While ED-209 isn’t inherently evil, corners were cut in its creation in order to make it look flashy and sell for a high value to interested buyers. Faulty systems and buggy software cause malfunctions, and ED-209 brutally murders Jr. Executive Kinney in what is considered one of the goriest death scenes recorded on film. The robot itself was filmed as a full scale puppet and an articulated stop-motion miniature, giving it a truly mechanical feel on screen.
8. Maria- Metropolis
Maria, or the Maschinenmensch is the gynoid featured in Fritz Lang’s silent film Metropolis. She has been known by many names over the years, including Machina, False Maria, Robotrix, Roboria, and more. Maria was created by a scientist named Rotwang and was sent to kill Freder in order to take over the futuristic city of Metropolis.
What makes the false Maria more intimidating is that she bears the face of a kind woman, the real Maria, who protects the children of the workers who toil to power the city. The robot Maria incites panic, chaos, and spurs other men to murder each other, nearly destroying the entirety of Metropolis. She’s a seductive robot in both her ideals and physicality, tricking men and performing her evil programming at the service of her creator.
7. Ash- Alien
Ash initially appears to be a quiet and calculating member of the USCSS Nostromo who is revealed to be a Hyperdyne Systems android and even worse, a sleeper agent. As an android, he has distinct orders to consider the human crew “expendable” at the cost of their lives. Ash breaks quarantine in order to allow Kane back into the ship and also prevents the crew from stabbing the Chestburster creature in order to secure the alien lifeform- the Xenomorph- and bring it back for the Weyland-Yutani company.
His betrayal and the revelation of his android status frightens the crew. He was eventually decapitated, and his body was destroyed by Ripley’s flamethrower, leaving Ellen Ripley with a fear and distrust of androids.

━━━━━━

--- Given task 1 ---
Decide whether each statement agrees with the passage on film robots, answering yes or no and quoting the words of the passage that settle it. (a) A scientist named Rotwang created Maria. (b) ED-209 is described as inherently evil. (c) Ash breaks quarantine so that Kane can come back into the ship.
--- Given task 2 ---
According to the passage on film robots, in what two forms was ED-209 filmed?

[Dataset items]
━━━━━━

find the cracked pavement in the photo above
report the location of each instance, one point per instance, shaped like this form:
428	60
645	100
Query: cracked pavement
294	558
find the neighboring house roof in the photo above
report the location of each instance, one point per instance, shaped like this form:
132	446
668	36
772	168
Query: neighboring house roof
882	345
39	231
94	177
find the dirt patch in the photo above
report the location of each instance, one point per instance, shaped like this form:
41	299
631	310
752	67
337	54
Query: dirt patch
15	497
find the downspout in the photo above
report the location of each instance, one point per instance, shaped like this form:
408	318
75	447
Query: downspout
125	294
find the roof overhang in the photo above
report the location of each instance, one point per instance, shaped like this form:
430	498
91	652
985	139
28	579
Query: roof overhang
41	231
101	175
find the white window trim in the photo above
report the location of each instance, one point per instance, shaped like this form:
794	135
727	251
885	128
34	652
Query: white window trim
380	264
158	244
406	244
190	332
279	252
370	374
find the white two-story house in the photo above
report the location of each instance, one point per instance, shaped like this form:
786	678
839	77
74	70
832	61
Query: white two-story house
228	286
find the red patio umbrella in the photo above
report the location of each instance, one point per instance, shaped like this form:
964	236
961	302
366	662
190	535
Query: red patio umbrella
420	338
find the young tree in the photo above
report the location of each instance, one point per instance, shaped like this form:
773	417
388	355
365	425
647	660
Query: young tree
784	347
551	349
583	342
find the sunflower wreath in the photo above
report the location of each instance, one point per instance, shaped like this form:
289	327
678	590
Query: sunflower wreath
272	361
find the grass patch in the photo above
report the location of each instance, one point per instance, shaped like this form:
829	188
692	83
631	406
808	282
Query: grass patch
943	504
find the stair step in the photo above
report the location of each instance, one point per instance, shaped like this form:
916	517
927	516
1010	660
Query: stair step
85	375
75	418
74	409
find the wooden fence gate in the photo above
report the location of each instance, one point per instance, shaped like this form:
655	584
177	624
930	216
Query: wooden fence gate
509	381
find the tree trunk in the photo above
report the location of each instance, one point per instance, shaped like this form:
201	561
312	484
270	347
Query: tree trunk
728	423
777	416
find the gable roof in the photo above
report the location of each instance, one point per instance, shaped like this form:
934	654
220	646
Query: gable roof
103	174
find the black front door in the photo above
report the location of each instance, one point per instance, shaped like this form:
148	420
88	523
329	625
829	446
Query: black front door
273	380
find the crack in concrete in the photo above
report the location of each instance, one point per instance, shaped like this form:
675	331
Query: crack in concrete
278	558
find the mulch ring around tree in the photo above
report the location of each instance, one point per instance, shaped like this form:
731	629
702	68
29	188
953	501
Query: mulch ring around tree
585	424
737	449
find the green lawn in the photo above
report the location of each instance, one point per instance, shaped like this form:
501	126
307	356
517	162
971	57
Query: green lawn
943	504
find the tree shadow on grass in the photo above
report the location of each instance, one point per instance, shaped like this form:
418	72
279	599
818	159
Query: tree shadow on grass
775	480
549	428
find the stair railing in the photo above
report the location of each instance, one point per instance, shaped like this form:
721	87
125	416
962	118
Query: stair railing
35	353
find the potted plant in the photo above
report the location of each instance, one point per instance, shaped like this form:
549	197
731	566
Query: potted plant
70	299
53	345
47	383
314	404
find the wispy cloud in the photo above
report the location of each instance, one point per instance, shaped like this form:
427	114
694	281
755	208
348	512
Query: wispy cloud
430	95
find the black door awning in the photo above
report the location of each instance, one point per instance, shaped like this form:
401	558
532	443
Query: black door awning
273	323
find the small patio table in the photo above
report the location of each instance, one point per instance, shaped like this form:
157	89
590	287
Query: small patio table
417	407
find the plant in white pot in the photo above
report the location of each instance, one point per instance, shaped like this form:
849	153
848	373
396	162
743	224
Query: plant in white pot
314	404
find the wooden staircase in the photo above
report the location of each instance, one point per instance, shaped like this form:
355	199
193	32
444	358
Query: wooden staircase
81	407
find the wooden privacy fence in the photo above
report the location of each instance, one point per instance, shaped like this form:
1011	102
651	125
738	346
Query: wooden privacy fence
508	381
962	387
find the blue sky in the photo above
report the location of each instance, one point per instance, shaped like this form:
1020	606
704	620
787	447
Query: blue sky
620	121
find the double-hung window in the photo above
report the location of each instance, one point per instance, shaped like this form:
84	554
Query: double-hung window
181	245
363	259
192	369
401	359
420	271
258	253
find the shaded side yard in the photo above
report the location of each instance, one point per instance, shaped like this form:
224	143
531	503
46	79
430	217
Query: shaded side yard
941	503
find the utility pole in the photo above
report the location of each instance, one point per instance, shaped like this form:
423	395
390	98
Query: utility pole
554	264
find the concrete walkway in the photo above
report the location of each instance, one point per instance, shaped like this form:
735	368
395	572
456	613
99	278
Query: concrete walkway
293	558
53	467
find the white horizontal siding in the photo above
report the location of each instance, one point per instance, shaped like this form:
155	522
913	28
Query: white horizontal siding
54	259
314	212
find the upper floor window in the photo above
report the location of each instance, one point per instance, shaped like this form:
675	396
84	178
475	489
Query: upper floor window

━━━━━━

--- Worked answer 1 ---
(a) Yes: "Maria was created by a scientist named Rotwang"
(b) No: "While ED-209 isn’t inherently evil"
(c) Yes: "Ash breaks quarantine in order to allow Kane back into the ship"

--- Worked answer 2 ---
As a full scale puppet and an articulated stop-motion miniature.